*DATA FOR PROCESSING:*
····················
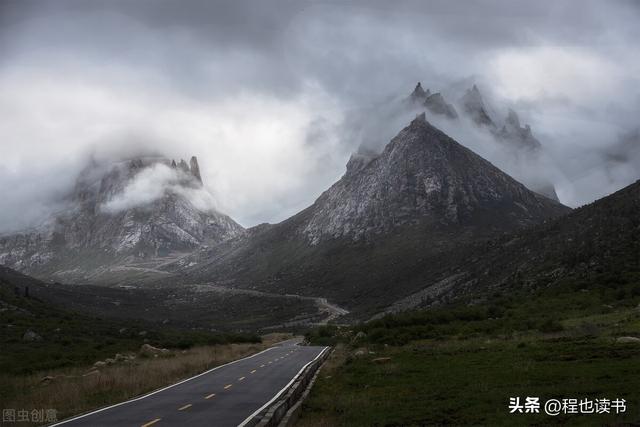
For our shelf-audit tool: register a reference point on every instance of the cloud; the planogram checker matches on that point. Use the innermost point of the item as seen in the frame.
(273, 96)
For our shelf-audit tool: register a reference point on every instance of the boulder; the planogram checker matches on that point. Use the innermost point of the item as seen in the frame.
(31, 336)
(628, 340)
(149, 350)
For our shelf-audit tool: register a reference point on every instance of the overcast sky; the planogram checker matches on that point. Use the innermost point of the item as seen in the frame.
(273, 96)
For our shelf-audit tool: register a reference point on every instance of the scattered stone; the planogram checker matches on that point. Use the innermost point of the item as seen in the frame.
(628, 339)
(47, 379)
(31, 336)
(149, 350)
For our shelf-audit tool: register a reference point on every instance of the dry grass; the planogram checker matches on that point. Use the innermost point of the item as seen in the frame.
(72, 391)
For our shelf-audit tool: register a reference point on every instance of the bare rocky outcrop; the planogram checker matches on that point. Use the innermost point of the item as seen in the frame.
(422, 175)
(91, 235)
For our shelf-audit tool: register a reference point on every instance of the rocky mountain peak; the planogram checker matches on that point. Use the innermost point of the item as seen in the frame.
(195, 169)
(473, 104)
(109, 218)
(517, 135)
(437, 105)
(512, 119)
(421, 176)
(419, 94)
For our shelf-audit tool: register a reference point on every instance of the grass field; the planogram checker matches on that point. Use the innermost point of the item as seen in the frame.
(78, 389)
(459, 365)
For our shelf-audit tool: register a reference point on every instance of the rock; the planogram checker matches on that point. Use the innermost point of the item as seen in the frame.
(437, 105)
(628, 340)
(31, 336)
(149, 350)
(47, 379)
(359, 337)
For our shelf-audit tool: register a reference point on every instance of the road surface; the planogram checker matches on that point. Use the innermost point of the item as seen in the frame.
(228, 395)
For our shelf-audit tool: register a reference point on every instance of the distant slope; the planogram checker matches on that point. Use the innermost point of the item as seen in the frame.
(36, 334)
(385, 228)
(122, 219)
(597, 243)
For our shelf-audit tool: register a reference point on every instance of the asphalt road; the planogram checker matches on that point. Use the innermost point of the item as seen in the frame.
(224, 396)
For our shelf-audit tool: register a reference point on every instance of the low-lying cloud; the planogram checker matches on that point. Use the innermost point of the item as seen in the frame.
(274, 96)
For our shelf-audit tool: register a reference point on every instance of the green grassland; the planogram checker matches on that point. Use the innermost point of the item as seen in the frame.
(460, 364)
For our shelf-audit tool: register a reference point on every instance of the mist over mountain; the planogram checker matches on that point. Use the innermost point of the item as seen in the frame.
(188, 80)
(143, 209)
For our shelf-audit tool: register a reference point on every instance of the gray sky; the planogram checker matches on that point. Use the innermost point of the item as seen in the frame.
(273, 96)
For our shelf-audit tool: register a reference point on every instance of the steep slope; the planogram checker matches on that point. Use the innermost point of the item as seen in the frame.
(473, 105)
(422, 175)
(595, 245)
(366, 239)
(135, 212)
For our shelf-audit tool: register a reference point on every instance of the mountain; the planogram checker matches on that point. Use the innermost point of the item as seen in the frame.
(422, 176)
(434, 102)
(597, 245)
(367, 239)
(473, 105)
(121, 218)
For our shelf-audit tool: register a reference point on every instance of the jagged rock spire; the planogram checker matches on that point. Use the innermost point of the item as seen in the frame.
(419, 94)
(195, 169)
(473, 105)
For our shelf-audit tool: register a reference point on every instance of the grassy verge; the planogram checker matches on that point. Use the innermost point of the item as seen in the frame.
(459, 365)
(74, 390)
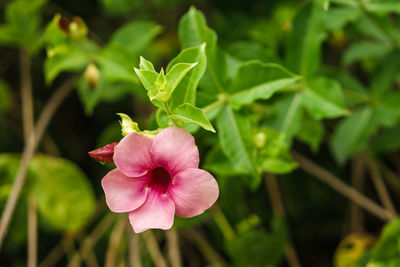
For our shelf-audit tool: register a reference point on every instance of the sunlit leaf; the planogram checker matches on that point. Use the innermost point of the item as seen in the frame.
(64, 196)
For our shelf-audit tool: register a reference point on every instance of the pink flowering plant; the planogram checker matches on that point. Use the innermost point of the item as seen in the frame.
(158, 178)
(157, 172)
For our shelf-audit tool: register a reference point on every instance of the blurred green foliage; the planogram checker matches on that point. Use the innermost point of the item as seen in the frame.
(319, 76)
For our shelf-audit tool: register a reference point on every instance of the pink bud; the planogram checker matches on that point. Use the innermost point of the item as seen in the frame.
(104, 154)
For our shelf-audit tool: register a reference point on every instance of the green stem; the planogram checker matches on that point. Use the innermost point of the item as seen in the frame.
····················
*THE REQUEST:*
Change "planogram checker" to "layout checker" throughout the items above and write them out again with nothing else altered. Leave out the pictures.

*RESULT OF THIS EXERCISE:*
For our shelf-audit tool: register a reference point on every instance of the cloud; the layout checker matches on that point. Use the innermost point of the item as seen in the frame.
(273, 96)
For our shelf-audit tool: register a reference point on every instance of the boulder; the layout checker matches on that point. Use the innermost point of the item as seen in the frame.
(31, 336)
(628, 340)
(149, 350)
For our shelf-audit tool: register a reference point on every instance of the overcast sky; the layout checker matches on that point. Use the innermost point of the item as seen in the frame.
(273, 96)
For our shelf-audit tool: register a reference point on every instance of the scattered stone; the layout checker matches on that point. Use the innermost point of the item as seen in the frame.
(628, 339)
(47, 379)
(31, 336)
(149, 350)
For our shelf-audit tool: register a reference point on every instance of the dry grass; the layout checker matches on that point. Use the innermost point of the item as seen in the frame.
(72, 391)
For our shelf-audit tool: register a reference point on every instance of the bare rocky outcrop; the layout checker matches on that point. Use the innermost point of the item as seen in the frame.
(422, 175)
(91, 235)
For our shelf-audit tool: register a reference point on every instance of the rocky mountain peak; the layout checker matches on that point. Use the innermost point of the item as seen in the frame.
(195, 169)
(473, 104)
(109, 218)
(517, 135)
(437, 105)
(512, 119)
(421, 176)
(419, 94)
For our shelf-audit tool: register a reference point on every instance of the grass field; the layout checker matches on that point. Use the innermost point of the item as seen in the frame.
(78, 389)
(459, 365)
For our shelf-audit tool: register a reference point on every instance of the rock; the layout checker matches on that point. Use the innermost point of the item as seen in the frame.
(437, 105)
(628, 340)
(31, 336)
(149, 350)
(47, 379)
(359, 337)
For our shelf-audit tool: register a reference point on every instance of the road surface; the layout checker matches on that point. Use the innermost point of the item as seen in the frame.
(228, 395)
For our shelf-audit tool: register a reference point on every instance of the distant slope; the layout checker matches on that point. Use the innermost point of the item as seen in the frame.
(36, 334)
(385, 228)
(122, 219)
(597, 243)
For our shelf-audit tool: register a reference point on every instance of the asphalt road; the layout checker matches on that point. Use the innermost point of the item as seen in the frame.
(224, 396)
For our shelf-audit tool: register a reference point on every instance of the low-lying cloud; the layout checker matches on that point. Use the innermost point of the item as seen in the frame.
(274, 96)
For our shelf-audit tool: register a reference point on every instance of the green grassland; the layout checker matches on that point. Use the innermost point of the item as seen in the frame.
(460, 364)
For our shelf-audit tool: register a reference point on every instance of the mist over mountain; the layout checker matches on that point. Use the innermost point of the item as seen in the frame.
(188, 80)
(143, 209)
For our shelf-audit tool: register a reference point on every instance of the gray sky; the layout checker matches on that point. Use the innermost point of the item as seen in the frame.
(273, 96)
For our shelf-audit tool: register a reference point on every instance of the steep slope; the layout checker matches on that point. Use the innermost point of the item as seen in the frame.
(473, 105)
(422, 175)
(595, 245)
(366, 239)
(135, 212)
For our shelf-audit tool: register a reference point on every instance of the mountain; the layout checker matches on that point. Use the innermost point of the item as seen in the frame.
(422, 176)
(434, 102)
(597, 245)
(367, 239)
(473, 105)
(121, 218)
For our shelf-audit tool: register a reference point on every instance of the jagged rock spire; the layout checker matches on that point. Use the innermost point of the item as seen in the frame.
(419, 94)
(195, 169)
(473, 105)
For our shelf-audit tool: register a reference point on every instance of the grassy verge; the layout checker matches on that point. Use the innermost point of the item as seen in the frame.
(459, 365)
(74, 390)
For our shelf-audit tool: register a reference point on every instance of the sunlit leaf; the layout checker matches on that point. Use the innermost point of the item as seen in the frame.
(64, 196)
For our shelf-audit tool: register a reference point on every instance of the pink flowering plant; the layout checker matches on that point. Use the innermost point of the item as seen in the frame.
(158, 178)
(157, 172)
For our shelf-audit tool: register a reference point on every instance of the blurred green foliage; the layout checker matches on that point. Use the innermost point of the item as seen in the frame.
(319, 76)
For our shelf-audit tool: register a reference point on every instance of the pink bud; the layout checker matches on that point. Use the innermost point of the item as seen in the frame.
(104, 154)
For our shelf-audit tool: register a reference point on every instance of the green stem; the layout checker matches on that point. Use the innermost point of the item as seen in the frame.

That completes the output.